Location identification entries
--

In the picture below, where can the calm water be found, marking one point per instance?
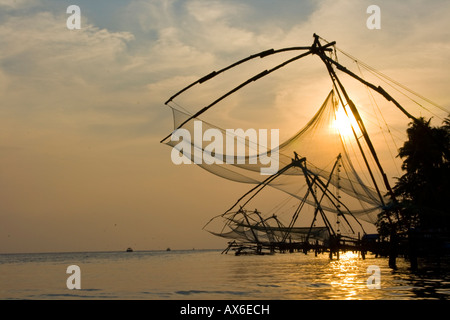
(207, 274)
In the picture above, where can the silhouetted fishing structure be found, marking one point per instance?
(316, 170)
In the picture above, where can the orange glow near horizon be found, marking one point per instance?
(344, 122)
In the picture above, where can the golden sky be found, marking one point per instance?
(82, 111)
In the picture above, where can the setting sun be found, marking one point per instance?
(344, 122)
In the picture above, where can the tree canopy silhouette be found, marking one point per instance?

--

* _Problem description_
Revise the lines starting at the one that contains "In the picture above, where can the setting" and ending with the last line, changing "tree canopy" to "treetop" and leaving everything else as it is.

* _Finished answer_
In the picture above, where can the setting sun be found, marking one point per instance?
(344, 122)
In the picture above, where can the treetop silhouette be found, marking one point per instance?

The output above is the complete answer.